(Labeled area outline items)
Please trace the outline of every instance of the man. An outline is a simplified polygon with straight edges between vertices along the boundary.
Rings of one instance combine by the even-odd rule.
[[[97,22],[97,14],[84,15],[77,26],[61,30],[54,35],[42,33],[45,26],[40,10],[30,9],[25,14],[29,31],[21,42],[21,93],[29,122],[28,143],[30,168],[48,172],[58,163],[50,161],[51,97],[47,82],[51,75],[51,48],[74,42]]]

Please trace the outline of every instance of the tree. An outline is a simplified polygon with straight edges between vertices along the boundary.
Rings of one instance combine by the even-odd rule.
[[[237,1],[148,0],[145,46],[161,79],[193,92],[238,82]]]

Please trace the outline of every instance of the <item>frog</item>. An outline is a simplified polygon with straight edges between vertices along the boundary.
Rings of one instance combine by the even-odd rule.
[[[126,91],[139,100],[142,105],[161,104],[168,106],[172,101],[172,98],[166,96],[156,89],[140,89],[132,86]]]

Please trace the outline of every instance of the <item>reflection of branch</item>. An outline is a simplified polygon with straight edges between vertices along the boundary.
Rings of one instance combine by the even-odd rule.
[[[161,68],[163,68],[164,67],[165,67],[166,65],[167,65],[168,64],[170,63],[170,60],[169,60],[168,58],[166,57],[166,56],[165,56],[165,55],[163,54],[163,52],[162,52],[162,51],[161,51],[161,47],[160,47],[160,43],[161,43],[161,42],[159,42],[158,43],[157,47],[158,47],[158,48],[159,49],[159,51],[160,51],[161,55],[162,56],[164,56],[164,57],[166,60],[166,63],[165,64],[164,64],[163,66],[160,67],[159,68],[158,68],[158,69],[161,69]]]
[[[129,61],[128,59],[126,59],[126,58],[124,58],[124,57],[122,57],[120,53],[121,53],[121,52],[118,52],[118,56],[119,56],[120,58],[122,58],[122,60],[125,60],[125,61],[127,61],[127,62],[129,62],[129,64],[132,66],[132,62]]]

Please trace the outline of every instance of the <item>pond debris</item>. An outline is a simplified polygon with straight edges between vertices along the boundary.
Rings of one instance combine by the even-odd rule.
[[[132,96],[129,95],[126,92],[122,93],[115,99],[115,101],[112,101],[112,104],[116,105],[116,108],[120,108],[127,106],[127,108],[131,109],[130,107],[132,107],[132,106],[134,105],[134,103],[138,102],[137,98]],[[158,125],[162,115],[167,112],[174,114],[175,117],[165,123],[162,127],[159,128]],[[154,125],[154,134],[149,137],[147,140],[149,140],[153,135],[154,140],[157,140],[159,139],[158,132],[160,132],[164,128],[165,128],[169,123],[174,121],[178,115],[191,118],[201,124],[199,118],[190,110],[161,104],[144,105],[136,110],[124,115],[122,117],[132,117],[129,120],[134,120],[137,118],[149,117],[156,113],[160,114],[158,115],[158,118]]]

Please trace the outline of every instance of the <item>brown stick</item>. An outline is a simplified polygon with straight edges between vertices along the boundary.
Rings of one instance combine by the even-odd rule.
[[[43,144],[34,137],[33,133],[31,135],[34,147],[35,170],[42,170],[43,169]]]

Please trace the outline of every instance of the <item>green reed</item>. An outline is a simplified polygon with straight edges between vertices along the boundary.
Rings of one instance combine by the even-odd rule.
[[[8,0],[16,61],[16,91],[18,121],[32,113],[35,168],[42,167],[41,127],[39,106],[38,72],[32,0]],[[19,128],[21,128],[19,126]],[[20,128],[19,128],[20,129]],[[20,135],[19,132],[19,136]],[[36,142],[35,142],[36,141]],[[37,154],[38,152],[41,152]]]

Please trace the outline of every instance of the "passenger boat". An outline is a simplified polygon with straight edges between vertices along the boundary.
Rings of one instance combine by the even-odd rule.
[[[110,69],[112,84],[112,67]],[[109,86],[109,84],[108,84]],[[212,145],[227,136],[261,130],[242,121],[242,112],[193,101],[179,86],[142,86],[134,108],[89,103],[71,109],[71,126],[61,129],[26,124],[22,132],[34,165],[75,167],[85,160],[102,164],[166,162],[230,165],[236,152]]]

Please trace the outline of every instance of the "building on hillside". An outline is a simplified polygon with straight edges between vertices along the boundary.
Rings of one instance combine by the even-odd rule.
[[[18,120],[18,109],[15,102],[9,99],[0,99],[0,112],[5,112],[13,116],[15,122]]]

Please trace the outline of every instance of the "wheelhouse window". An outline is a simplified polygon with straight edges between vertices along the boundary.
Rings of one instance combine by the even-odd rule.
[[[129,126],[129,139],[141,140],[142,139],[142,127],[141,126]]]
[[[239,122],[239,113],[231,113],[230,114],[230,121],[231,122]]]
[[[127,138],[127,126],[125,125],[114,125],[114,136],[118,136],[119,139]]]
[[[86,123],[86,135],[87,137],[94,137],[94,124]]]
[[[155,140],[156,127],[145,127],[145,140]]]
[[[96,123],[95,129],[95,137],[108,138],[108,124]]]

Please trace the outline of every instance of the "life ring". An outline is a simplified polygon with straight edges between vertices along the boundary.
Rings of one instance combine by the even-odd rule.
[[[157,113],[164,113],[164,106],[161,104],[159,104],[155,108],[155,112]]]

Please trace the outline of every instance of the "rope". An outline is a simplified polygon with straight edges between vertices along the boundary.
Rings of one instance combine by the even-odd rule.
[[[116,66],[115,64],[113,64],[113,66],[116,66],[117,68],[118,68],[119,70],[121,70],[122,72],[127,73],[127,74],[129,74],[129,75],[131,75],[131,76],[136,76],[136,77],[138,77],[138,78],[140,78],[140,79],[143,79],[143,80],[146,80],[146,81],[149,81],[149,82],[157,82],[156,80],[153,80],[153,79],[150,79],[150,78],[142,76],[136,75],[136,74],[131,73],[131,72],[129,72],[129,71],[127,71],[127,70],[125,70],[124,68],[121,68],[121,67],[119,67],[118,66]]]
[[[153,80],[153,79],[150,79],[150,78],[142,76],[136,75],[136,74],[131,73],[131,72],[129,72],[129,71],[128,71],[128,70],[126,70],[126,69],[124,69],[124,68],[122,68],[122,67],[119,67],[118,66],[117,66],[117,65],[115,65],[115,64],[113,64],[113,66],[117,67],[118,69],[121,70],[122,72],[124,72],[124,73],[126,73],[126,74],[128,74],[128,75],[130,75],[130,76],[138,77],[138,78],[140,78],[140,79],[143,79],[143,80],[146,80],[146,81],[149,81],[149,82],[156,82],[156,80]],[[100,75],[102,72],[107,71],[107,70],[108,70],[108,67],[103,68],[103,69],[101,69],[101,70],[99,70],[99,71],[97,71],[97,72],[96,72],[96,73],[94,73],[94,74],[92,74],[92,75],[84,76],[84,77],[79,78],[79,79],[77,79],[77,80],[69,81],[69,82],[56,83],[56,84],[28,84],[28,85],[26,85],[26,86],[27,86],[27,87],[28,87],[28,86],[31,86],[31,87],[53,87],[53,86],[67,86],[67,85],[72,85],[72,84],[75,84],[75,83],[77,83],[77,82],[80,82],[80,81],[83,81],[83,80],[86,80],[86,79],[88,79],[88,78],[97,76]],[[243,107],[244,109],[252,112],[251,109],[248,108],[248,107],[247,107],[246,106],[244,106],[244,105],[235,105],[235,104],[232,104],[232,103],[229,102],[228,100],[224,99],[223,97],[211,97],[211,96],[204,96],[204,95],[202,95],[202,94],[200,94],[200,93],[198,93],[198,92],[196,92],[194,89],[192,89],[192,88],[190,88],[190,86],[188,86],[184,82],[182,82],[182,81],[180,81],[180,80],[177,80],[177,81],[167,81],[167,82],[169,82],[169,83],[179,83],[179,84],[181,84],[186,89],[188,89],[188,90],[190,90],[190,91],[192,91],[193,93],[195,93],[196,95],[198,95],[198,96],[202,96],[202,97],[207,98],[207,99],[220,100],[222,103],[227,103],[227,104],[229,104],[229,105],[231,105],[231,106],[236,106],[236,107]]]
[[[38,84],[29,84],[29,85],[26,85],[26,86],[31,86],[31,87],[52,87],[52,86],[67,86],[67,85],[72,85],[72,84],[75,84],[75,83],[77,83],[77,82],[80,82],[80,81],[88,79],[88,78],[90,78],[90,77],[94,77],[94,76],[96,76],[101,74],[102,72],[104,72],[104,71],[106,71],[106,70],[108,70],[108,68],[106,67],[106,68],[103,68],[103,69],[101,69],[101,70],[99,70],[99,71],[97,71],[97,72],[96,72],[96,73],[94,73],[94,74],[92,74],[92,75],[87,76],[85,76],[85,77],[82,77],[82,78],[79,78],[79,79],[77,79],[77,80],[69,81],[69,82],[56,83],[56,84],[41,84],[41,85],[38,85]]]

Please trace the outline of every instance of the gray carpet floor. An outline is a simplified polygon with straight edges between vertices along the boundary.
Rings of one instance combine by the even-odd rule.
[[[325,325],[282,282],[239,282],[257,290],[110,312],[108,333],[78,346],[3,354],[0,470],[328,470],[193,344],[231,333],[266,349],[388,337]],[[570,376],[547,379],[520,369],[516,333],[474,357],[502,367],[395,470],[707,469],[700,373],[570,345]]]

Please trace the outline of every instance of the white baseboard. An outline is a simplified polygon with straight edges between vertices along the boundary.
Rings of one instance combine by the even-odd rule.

● AIM OF THE EXERCISE
Print exactly the lines from the one with "Please trace the outline of every instance of the gray" through the end of the data, inclusive.

● CORRECT OUTPUT
Please trace the outline of every instance of the gray carpet floor. An outline is a simplified polygon with straight edges between vertices along the boundary.
Rings of one instance combine by the even-odd rule.
[[[325,325],[282,282],[239,282],[257,290],[110,312],[108,333],[78,346],[3,354],[0,470],[328,470],[193,344],[231,333],[266,349],[388,337]],[[570,376],[547,379],[520,369],[516,333],[474,357],[502,367],[395,470],[707,469],[700,373],[570,345]]]

Please trace the outline of every instance of the white baseboard. An outline is a simplified polygon with straight edges between vertices along the boundary.
Rings of one instance combine by the even-odd rule.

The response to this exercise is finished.